In the face of the unbearable overcrowding, epidemics of dysentery and typhus, hunger and forced labor, the opera’s sarcastic tone and biting criticism of the tyrant—of any tyrant from any period of time and place – flowed forth effortlessly. The opera ends with the Angel of Death agreeing to end his strike. He slays the emperor first, followed by all the other characters, who die while singing that the name of Death must not be taken in vain. Death prevails, but perhaps the people who asked for death and accepted it proudly and with dignity are also the victors. It is heartbreaking to think that none of the opera’s writers or performers survived. If their final wish was to die with dignity, one can only hope that at least this was granted them.
A creative spark remained even in the darkest gloom
Terezin, the small garrison town designed to house about 7,000 people, was the only ghetto in Central Europe and at its peak housed about 59,000 Jews. The Theresienstadt Ghetto became known as a “model ghetto” because the Nazis used it for the purpose of propaganda. A delegation from the Red Cross was brought there to show how good conditions were for the Jews, and to debunk the rumors of mass extermination. In practice, it was a ghetto that the SS ran like a concentration camp. About 155,000 Jews passed through Theresienstadt, 35,440 of them perished there, and another 88,000 were sent on to the death camps.
Ullmann and Kien decided against all odds to stage this opera in the ghetto, or as Ullmann wrote in one of his surviving letters: “No matter what, we did not sit and cry by the river of Babylon, our pursuit of art is as our desire to live.” That was indeed the case. In the overcrowded conditions of the ghetto, surrounded by hunger, death, disease and forced labor, creativity did not cease for a moment. Nothing stopped the creative desire even in the midst of the darkest gloom.
Like the story of its creators, the story of the staging of the opera in the ghetto did not end well. Rehearsals began in May 1944, with a limited number of singers and musicians. In August 1944, SS officers present at a rehearsal of the opera announced then and there that it would never be performed. On October 16, Viktor Ullmann and Peter Kien were sent to Auschwitz. Ullmann was immediately sent to the gas chambers. It is not clear if Kien was sent as well, or whether he died later of an illness.
Yet, sometimes, what seems like the end is not. A copy of the opera, which was never performed in the ghetto, ended up in the hands of British orchestra director Kerry Woodward. At his initiative and encouragement, the opera was staged for the first time in 1975, 31 years after the murder of its creators. Since then it has been performed around the world and continues to warn against tyrants, war and absolute human evil.

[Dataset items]

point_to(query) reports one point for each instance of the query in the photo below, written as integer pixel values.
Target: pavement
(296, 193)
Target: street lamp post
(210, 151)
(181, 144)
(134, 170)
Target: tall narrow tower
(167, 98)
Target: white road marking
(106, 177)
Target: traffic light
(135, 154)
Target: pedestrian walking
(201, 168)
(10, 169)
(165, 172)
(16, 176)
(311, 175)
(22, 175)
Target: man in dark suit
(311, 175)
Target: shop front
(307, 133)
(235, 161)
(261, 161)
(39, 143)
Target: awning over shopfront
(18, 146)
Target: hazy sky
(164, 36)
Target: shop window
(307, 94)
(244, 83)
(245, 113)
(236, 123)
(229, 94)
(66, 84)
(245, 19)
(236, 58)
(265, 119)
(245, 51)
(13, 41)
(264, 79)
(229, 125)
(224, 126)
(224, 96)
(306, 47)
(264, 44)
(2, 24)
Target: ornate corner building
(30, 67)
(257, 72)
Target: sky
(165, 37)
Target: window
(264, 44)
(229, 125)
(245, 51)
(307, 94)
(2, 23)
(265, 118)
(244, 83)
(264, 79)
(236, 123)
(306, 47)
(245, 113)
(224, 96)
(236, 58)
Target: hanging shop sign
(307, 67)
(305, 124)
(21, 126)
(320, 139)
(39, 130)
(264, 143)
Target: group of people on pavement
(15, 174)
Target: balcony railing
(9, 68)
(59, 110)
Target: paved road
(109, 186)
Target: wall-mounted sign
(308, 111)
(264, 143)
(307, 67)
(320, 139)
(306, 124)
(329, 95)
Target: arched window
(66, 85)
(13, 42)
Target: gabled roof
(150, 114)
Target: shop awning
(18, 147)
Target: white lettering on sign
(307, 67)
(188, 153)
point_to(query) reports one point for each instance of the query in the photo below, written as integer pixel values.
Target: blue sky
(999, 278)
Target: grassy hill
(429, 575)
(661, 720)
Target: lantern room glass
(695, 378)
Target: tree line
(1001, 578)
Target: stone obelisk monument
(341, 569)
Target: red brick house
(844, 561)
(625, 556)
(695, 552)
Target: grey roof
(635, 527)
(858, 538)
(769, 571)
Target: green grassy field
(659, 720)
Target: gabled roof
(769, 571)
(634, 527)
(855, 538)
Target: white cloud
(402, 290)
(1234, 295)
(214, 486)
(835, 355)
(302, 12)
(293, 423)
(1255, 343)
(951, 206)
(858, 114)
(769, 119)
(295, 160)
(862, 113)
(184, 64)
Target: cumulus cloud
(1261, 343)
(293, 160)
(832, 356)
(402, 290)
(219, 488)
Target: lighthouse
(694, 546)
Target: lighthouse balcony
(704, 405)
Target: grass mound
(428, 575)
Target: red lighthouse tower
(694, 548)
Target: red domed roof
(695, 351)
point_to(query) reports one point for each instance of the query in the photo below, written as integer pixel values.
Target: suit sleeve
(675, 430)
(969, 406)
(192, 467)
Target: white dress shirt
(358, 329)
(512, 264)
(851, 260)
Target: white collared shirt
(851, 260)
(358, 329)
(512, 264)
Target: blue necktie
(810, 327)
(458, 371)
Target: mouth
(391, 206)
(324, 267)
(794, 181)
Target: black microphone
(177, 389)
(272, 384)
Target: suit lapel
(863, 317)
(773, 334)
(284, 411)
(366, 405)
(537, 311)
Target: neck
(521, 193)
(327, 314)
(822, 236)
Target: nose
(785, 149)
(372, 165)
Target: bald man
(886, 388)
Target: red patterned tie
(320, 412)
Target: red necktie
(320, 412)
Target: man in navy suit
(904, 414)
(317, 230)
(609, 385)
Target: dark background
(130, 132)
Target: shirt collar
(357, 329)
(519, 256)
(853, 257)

▶ [What to work on] According to the text excerpt about the opera staged in Terezin, in what year was the opera performed for the first time? The dataset items have no role here.

▶ [Solution for this task] 1975